Далее, в роли иного для горизонта существования человека может выступать также иное сознанию – бессознательное. Энергии бессознательного конституируют другой ареал границы, которая в данном случае является границею человека не с инобытием, а лишь с некой сферой здешнего бытия, оказывающейся за горизонтом сознания. Эта граница, располагающаяся не в бытии, а в сущем, тем самым, не является границей онтологической, и ее ареал мы называем онтической границей. Это – ареал бессознательного или, в широком смысле, «безумия», где оперирует психоанализ. Если ареал духовных практик составляют такие антропологические стратегии, которые – как то подразумевает сам термин «стратегия» – отрефлектированно выстраиваются самим человеком, то те конфигурации, которые составляют ареал бессознательного, именно в силу своей индуцированности из бессознательного не могут именоваться стратегиями. Скорее мы здесь говорим о паттернах или фигурах бессознательного, к которым принадлежит обширнейший круг феноменов, составляющих сферу психоанализа. «Паттерны» и «фигуры» – геометрические термины, и эта терминология отражает самое специфическую природу топики бессознательного. Это – существенно топологическая природа: правильней было бы говорить, что бессознательное конституирует не существование какой-то «недоступной для сознания области здешнего бытия», а некую особую геометрию или топологию мира сознания. Этот мир перестает быть миром с евклидовой топологией и декартовыми прямолинейными координатами и приобретает топологию искривленную, наделенную, возможно, топологическими дефектами, особенностями типа складок и т.п.

СПИСОК ЗАПИСЕЙ>
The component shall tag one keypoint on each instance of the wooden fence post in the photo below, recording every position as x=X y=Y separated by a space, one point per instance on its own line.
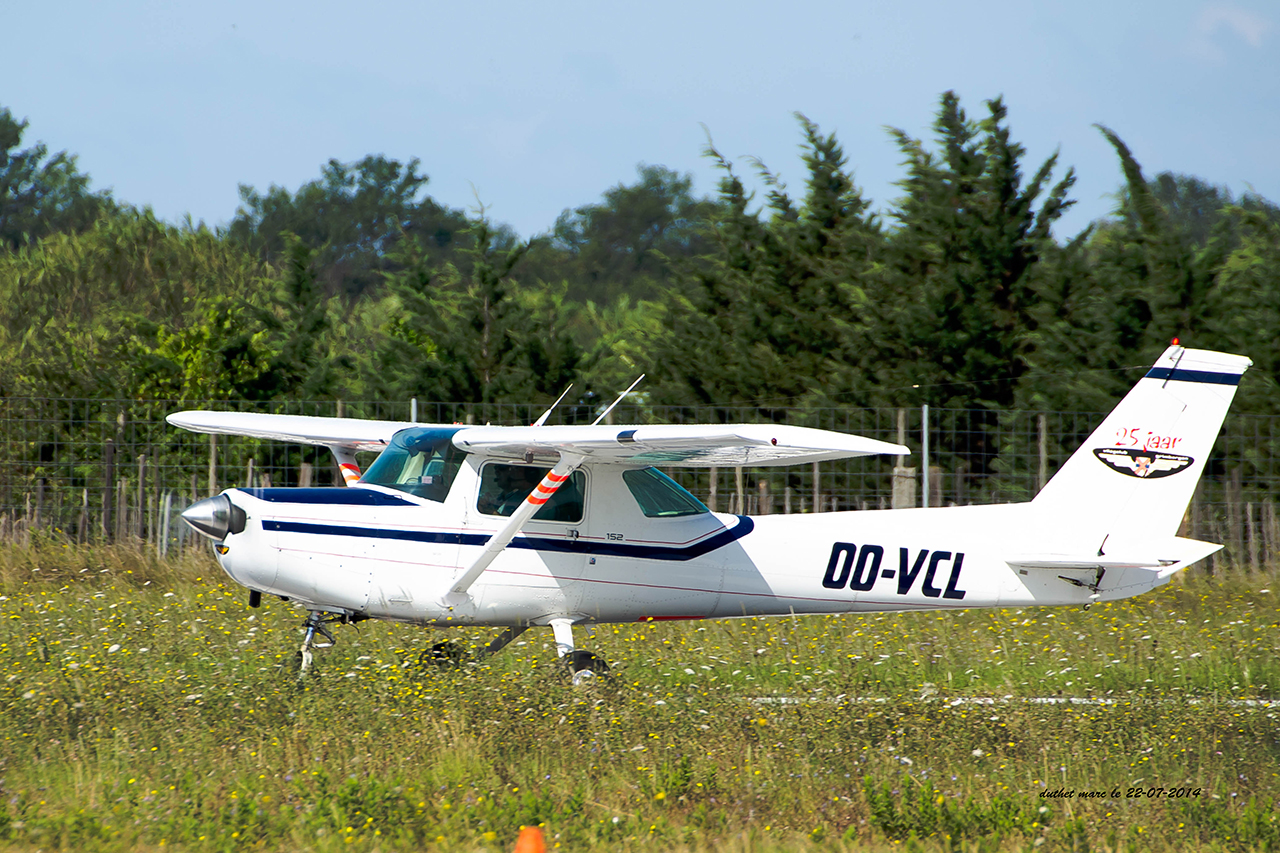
x=109 y=489
x=142 y=497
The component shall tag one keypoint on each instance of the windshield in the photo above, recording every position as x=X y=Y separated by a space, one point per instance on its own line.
x=659 y=496
x=504 y=487
x=421 y=461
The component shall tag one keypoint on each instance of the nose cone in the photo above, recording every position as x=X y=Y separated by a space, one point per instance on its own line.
x=215 y=516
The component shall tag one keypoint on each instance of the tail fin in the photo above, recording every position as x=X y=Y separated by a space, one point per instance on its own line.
x=1134 y=477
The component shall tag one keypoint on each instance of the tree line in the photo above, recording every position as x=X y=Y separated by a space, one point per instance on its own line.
x=360 y=286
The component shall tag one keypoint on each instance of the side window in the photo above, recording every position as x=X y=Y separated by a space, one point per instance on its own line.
x=659 y=496
x=504 y=487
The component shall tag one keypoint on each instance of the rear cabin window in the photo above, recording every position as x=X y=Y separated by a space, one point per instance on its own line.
x=504 y=487
x=659 y=496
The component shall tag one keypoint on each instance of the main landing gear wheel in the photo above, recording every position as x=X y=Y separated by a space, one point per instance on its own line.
x=580 y=665
x=584 y=666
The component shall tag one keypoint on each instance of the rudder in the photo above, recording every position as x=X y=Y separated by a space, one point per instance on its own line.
x=1133 y=478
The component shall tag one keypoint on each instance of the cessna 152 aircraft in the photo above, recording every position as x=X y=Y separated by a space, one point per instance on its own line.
x=519 y=527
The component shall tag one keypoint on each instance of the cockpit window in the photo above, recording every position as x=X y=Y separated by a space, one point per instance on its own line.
x=421 y=461
x=504 y=487
x=659 y=496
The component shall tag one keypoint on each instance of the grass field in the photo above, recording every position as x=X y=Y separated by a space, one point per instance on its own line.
x=145 y=706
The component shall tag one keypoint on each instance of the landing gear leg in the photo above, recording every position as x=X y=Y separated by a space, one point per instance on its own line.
x=315 y=624
x=581 y=665
x=503 y=639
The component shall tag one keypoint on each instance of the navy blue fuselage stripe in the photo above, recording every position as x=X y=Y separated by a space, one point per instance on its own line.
x=1194 y=375
x=530 y=543
x=332 y=496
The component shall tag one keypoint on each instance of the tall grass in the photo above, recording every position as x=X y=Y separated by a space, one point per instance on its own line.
x=142 y=705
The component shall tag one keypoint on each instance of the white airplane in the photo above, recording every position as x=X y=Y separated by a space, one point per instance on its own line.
x=519 y=527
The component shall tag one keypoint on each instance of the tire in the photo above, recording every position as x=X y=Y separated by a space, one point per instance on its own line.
x=584 y=665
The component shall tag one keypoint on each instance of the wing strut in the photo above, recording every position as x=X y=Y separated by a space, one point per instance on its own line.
x=346 y=459
x=542 y=493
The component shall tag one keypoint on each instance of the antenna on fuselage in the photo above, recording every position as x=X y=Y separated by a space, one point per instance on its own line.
x=548 y=413
x=604 y=414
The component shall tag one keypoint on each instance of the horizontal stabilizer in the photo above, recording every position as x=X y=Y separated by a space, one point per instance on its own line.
x=1165 y=557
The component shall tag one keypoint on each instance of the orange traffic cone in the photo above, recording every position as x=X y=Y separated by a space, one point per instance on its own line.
x=530 y=840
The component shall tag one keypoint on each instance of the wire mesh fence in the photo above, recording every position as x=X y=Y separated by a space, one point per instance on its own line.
x=113 y=469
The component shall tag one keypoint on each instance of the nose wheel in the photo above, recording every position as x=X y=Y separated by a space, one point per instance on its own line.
x=316 y=624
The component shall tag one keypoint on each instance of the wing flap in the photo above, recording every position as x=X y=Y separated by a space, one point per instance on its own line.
x=346 y=433
x=673 y=445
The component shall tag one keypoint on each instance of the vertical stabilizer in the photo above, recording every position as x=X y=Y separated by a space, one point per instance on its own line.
x=1133 y=478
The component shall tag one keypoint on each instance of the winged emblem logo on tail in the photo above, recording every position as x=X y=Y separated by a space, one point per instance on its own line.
x=1143 y=464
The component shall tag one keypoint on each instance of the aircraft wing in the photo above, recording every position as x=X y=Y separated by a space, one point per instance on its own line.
x=672 y=445
x=344 y=433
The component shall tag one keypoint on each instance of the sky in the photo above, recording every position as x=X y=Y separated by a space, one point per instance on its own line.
x=531 y=109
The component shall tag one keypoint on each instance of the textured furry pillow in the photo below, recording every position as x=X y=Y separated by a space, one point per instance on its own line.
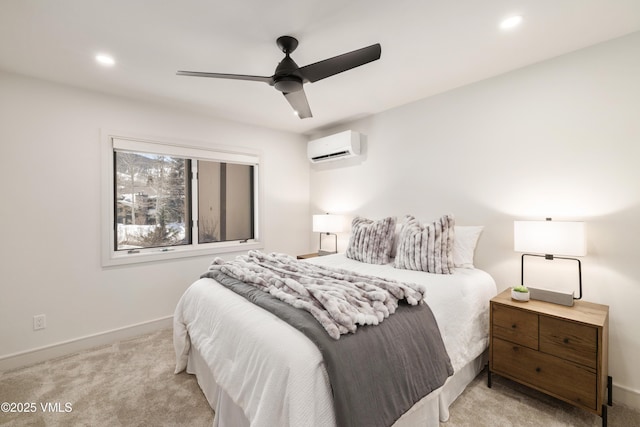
x=427 y=247
x=371 y=241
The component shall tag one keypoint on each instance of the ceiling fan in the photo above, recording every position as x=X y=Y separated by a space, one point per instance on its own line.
x=289 y=77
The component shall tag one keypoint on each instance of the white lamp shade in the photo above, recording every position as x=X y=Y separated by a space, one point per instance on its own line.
x=328 y=223
x=550 y=237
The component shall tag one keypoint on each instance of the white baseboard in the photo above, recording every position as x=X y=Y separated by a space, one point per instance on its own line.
x=626 y=396
x=41 y=354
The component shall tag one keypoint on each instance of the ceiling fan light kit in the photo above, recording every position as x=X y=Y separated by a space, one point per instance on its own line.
x=289 y=78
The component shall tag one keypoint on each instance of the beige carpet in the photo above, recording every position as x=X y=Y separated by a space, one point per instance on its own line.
x=131 y=383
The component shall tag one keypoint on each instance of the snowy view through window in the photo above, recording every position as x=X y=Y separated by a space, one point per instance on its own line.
x=152 y=203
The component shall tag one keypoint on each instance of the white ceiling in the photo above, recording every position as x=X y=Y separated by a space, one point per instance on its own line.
x=428 y=47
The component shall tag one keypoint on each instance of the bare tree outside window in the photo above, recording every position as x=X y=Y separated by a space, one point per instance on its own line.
x=151 y=208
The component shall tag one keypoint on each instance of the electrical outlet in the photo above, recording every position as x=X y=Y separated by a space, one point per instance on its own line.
x=39 y=322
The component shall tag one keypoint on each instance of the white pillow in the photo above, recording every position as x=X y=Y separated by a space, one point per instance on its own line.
x=464 y=245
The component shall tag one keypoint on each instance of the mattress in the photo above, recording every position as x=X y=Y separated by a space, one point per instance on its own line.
x=257 y=370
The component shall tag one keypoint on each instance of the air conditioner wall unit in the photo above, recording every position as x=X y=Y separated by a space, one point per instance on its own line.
x=334 y=147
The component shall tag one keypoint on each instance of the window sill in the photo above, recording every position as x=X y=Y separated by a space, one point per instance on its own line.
x=159 y=255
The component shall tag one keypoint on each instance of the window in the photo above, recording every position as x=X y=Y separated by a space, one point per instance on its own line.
x=168 y=201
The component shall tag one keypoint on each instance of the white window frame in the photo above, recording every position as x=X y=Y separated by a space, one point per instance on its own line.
x=111 y=141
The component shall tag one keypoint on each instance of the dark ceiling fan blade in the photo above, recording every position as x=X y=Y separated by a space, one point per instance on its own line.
x=338 y=64
x=298 y=101
x=268 y=80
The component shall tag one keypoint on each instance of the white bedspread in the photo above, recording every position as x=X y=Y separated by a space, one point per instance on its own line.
x=276 y=374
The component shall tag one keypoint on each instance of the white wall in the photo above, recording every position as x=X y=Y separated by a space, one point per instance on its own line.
x=560 y=139
x=51 y=210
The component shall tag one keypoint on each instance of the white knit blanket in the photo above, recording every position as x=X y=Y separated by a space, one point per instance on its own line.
x=339 y=299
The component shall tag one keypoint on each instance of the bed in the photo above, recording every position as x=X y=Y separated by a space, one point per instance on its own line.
x=257 y=370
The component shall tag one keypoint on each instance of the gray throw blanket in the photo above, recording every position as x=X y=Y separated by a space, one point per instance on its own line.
x=376 y=374
x=339 y=299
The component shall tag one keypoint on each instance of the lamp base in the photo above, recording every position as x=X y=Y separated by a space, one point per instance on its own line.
x=555 y=297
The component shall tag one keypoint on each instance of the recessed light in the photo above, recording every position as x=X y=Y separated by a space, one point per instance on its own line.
x=511 y=22
x=105 y=60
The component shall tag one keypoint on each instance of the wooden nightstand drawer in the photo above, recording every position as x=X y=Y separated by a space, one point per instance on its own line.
x=570 y=341
x=514 y=325
x=555 y=376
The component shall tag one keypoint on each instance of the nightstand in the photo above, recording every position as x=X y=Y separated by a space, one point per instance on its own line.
x=558 y=350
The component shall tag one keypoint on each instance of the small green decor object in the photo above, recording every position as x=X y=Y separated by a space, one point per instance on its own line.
x=520 y=293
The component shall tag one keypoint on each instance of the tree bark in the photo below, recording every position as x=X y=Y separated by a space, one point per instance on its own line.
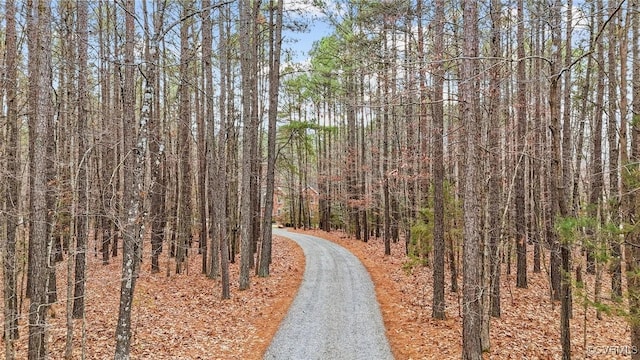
x=12 y=187
x=134 y=195
x=275 y=42
x=82 y=228
x=438 y=311
x=472 y=234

ЗАДАНИЯ>
a. Перечислите все свойства, которые, согласно фрагменту текста, приобретает топология мира сознания, когда он перестает быть евклидовым.
b. Определите, согласуются ли с фрагментом текста следующие утверждения, и для каждого приведите решающие слова фрагмента в точной цитате: (i) онтическая граница располагается в бытии, а не в сущем; (ii) конфигурации ареала бессознательного не могут именоваться стратегиями; (iii) в ареале бессознательного оперирует психоанализ.
c. Какие два термина фрагмент текста называет геометрическими?

ОТВЕТЫ>
a. Искривленность (топология становится искривленной), возможные топологические дефекты, особенности типа складок.

b.
(i) Нет: «Эта граница, располагающаяся не в бытии, а в сущем, тем самым, не является границей онтологической».
(ii) Да: «именно в силу своей индуцированности из бессознательного не могут именоваться стратегиями».
(iii) Да: «Это – ареал бессознательного или, в широком смысле, «безумия», где оперирует психоанализ».

c. «Паттерны» и «фигуры».